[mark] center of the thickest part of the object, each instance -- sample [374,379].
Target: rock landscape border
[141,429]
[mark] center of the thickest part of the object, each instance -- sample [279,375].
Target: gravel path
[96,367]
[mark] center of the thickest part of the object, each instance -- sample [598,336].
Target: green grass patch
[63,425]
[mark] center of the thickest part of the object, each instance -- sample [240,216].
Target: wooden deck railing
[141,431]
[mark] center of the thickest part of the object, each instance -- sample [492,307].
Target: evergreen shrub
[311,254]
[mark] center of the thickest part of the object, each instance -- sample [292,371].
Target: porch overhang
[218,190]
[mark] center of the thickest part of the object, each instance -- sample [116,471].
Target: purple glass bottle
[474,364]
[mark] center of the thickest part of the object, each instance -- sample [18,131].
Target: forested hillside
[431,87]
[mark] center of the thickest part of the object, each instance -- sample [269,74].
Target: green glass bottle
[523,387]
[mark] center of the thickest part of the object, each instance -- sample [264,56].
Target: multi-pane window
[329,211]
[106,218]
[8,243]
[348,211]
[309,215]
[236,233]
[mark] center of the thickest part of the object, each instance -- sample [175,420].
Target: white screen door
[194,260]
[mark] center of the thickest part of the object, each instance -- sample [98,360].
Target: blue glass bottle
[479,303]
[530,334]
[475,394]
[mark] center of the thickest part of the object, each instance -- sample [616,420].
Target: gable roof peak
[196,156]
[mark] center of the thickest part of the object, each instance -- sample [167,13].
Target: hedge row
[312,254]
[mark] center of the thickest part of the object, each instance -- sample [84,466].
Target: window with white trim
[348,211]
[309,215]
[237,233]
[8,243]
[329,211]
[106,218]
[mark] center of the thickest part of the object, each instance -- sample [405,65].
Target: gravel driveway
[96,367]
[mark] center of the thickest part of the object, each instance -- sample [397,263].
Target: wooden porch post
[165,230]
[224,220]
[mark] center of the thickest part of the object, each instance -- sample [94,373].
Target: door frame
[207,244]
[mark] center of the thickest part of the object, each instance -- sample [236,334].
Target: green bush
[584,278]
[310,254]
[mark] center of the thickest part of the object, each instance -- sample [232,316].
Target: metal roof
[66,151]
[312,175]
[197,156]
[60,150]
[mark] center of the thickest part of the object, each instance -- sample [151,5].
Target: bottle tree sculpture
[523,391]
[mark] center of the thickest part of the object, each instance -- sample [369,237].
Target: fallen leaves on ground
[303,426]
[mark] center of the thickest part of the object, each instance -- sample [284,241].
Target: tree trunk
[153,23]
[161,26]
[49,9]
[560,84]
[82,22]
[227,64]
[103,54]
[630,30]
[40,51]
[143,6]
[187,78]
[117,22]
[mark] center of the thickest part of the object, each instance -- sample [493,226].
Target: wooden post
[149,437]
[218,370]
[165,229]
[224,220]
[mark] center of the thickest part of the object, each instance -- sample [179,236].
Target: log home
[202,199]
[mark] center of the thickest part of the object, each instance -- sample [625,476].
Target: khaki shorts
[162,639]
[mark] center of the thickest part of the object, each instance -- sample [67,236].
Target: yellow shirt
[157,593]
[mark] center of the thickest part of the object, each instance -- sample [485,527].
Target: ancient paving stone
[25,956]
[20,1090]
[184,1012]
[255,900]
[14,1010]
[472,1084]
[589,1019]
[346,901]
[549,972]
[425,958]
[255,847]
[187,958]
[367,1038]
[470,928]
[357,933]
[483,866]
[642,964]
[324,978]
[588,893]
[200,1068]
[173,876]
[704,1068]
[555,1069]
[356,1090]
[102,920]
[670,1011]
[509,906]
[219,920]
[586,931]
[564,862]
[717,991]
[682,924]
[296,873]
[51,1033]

══════

Your goal: Transcribe all of the data, keeping every line identical.

Written answer:
[mark] center of the thickest part of the object, each instance -- sample [374,379].
Target: rock landscape border
[141,429]
[mark] center of the thickest part of the object, each instance -- sample [279,375].
Target: gravel path
[96,367]
[mark] center of the thickest part of the object, each instance -- sample [598,336].
Target: green grass patch
[63,425]
[mark] center of the thickest part of the object, each instance -- sample [240,216].
Target: wooden deck railing
[141,431]
[mark] center of the thickest part of the object, each instance -- sample [492,307].
Target: evergreen shrub
[311,254]
[mark] center of the thickest part of the object, each instance -- sample [292,371].
Target: porch overhang
[218,190]
[mark] center of the thickest part of the object, each instance -- sample [116,471].
Target: purple glass bottle
[474,364]
[mark] center of the thickest part of the object, each instance -- sample [18,131].
Target: forested hillside
[431,87]
[mark] center of the thickest part of the object, each instance -- sample [269,74].
Target: green glass bottle
[523,387]
[mark] center of the thickest part of the object, each instance -- sample [264,56].
Target: multi-pane window
[329,211]
[106,218]
[8,243]
[348,211]
[309,215]
[236,233]
[mark] center of the thickest part of the object, each instance -- sample [175,420].
Target: white screen door
[194,260]
[mark] center of the thickest part of the object, each instance -- sample [98,360].
Target: blue glass bottle
[479,303]
[530,334]
[475,394]
[mark] center of the thickest part of the object, each instance -- sample [616,420].
Target: gable roof peak
[196,156]
[mark] center of the thickest part of the object, each instance -- sample [167,13].
Target: hedge row
[312,254]
[mark] center of the thickest part of the object, each instance -- sample [84,466].
Target: window with white trim
[348,211]
[309,215]
[237,233]
[8,243]
[329,211]
[106,218]
[mark] center of the thickest part of the object, each instance -- sample [405,65].
Target: gravel driveway
[96,367]
[mark] center of the thickest part of the object, each instance -- sample [397,263].
Target: wooden porch post
[165,230]
[224,220]
[mark] center of the thickest part of the object, each instance -- sample [94,373].
Target: door frame
[207,244]
[mark] center of the thickest part of the object, each instance -- sample [236,334].
Target: green bush
[584,278]
[310,254]
[mark] center of the thickest part of the object, each instance -- sample [232,316].
Target: metal roof
[66,151]
[312,175]
[197,156]
[60,150]
[mark] center of the thickest part of the object, each instance -- sample [151,5].
Target: bottle tree sculpture
[523,391]
[mark] center of the thickest part of the object, each instance -- sample [369,237].
Target: fallen leaves on ground
[303,426]
[mark] center of the thickest part of the object, each instance -- sample [284,241].
Target: tree trunk
[153,23]
[161,26]
[49,9]
[560,84]
[82,22]
[227,64]
[103,54]
[630,30]
[40,51]
[143,6]
[187,78]
[117,22]
[mark] center of the thickest part of the object, each instance -- sample [493,226].
Target: wooden post
[149,437]
[218,370]
[165,229]
[224,220]
[mark] center of the thickest part of the object, each instance -- sample [179,236].
Target: log home
[202,199]
[mark] center of the thickest part of the object, each instance -- sample [625,476].
Target: khaki shorts
[162,639]
[mark] center of the thickest part of the object, each instance -- sample [67,236].
Target: yellow shirt
[157,593]
[mark] center of the thickest part of the object, each instance -- sample [485,527].
Target: ancient paving stone
[25,956]
[20,1090]
[184,1012]
[255,900]
[14,1010]
[472,1084]
[589,1019]
[346,901]
[549,972]
[425,958]
[255,847]
[187,958]
[367,1038]
[470,928]
[357,933]
[483,866]
[642,964]
[324,978]
[588,893]
[200,1068]
[173,876]
[704,1068]
[555,1069]
[356,1090]
[102,920]
[670,1011]
[509,906]
[219,920]
[586,931]
[564,862]
[717,991]
[682,924]
[296,873]
[51,1033]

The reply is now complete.